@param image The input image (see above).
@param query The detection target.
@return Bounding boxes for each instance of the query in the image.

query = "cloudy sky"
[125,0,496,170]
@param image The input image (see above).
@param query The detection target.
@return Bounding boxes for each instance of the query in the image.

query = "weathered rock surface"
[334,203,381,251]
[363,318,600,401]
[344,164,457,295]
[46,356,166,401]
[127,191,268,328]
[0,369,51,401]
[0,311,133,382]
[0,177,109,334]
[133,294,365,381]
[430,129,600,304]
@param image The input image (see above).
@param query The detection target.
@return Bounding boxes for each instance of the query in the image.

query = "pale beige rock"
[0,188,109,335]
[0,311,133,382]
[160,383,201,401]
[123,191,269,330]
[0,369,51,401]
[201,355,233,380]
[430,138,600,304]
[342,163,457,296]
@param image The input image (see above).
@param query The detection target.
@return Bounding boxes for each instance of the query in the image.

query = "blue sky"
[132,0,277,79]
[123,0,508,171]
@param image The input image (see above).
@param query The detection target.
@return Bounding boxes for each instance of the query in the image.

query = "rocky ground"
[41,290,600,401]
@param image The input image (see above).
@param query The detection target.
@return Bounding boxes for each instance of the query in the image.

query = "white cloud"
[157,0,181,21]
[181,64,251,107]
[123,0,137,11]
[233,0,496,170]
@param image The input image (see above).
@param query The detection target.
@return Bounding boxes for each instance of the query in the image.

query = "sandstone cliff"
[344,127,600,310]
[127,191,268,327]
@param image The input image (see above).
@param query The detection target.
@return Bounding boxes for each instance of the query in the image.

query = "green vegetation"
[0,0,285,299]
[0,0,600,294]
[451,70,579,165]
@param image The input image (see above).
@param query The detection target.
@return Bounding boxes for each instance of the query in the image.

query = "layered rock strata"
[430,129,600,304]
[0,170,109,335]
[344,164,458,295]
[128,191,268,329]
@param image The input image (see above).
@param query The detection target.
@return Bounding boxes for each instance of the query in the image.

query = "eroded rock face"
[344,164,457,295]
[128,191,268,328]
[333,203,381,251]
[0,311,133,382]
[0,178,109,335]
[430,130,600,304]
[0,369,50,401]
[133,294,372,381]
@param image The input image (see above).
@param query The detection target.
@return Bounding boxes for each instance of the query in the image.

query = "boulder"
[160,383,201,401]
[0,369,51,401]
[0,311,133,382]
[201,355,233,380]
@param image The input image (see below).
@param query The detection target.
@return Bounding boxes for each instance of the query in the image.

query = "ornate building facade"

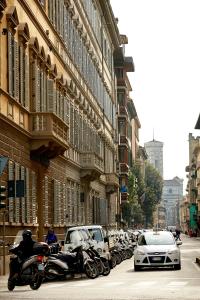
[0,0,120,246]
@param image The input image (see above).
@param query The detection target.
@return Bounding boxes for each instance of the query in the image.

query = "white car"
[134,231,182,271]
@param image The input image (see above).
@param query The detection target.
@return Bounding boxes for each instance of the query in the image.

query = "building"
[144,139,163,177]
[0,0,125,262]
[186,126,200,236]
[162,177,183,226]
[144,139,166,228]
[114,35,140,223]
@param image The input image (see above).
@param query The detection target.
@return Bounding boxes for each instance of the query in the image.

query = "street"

──────────────────────────────

TASK DETAILS:
Images must not appear in the copy; reproduce everything else in the records verbatim.

SOLVED EXERCISE:
@param image The input image (see above).
@param query The detection target.
@return Bounding boxes for each instance of the query in the image.

query = "cloudy sky"
[125,0,496,170]
@param image The input image (see above).
@param query The detection target.
@return Bounding boxes for each instance of the query in the image.

query = "weathered rock surface"
[334,203,381,251]
[363,318,600,401]
[344,164,457,295]
[46,356,166,401]
[127,191,268,328]
[0,369,51,401]
[0,311,133,382]
[0,177,109,334]
[133,294,365,381]
[430,129,600,304]
@param image The input image (see above).
@param query The detection target.
@return Bounding boxes for each instance of the query in the image.

query = "pale beige rock"
[0,188,109,335]
[0,311,133,382]
[160,383,201,401]
[123,191,269,330]
[0,369,51,401]
[201,355,233,380]
[430,138,600,304]
[342,163,457,296]
@param image The input image (see above).
@param query The detection target.
@return Bounding boxes for each instance of the query in the image.

query = "blue sky"
[132,0,277,79]
[123,0,508,171]
@param image The input image (see above).
@param query The detection target.
@return Bounding boxes for each instance of the query in the image.

query = "rocky ground"
[41,290,600,401]
@param image The input image (see above).
@param query The detection target.
@return Bounding boxes for each instance of the query in the image.

query = "white cloud"
[157,0,181,21]
[181,64,251,107]
[123,0,137,11]
[233,0,496,170]
@param image The input image (see above).
@param query The detection target.
@return Bounding boxes for each instance of the query in the image.

query = "sandstone cliff"
[344,127,600,310]
[127,191,268,327]
@param image The input image (see above).
@param query The detection target.
@return Bounding boxes for each instance of the query in the image.

query = "green vegetation"
[0,0,285,299]
[0,0,600,294]
[451,70,579,165]
@param image The input image (see above).
@param query The detection target.
@return Bounding boxes for each instance of the query in the image.

query = "layered rock strata"
[430,129,600,304]
[0,170,109,335]
[344,164,458,295]
[128,191,268,329]
@param image The input image (see above).
@param query The detection target.
@return Bounding boxes for each instance of the query in the image.

query = "eroded rock face"
[344,164,457,295]
[128,191,268,328]
[333,203,381,251]
[0,311,133,382]
[0,178,109,335]
[430,130,600,304]
[0,369,50,401]
[133,294,372,381]
@param image The input image (see above).
@param query The detection target.
@return Bounding boxes for each instance of the query in the image.

query = "boulder"
[160,383,201,401]
[0,369,51,401]
[0,311,133,382]
[201,355,233,380]
@param image The input image (see below).
@param query The detection target.
@return Bounding boxes for each instance of the query in the image.

query = "ornate building facade"

[0,0,120,246]
@param image The input image (see above).
@param query The detection target.
@return Bounding boxes for each instance of the query in the image.

query = "white car"
[134,231,182,271]
@param image The input image (see above).
@param query The detection target.
@return Bounding boxes for each instance of the query in the image.

query = "building"
[144,139,163,177]
[0,0,125,262]
[186,126,200,236]
[162,177,183,226]
[144,139,166,228]
[114,35,140,223]
@param image The input image (see above).
@param query The detection target.
@return Bounding boxes for each instance of the query in the image.

query = "street"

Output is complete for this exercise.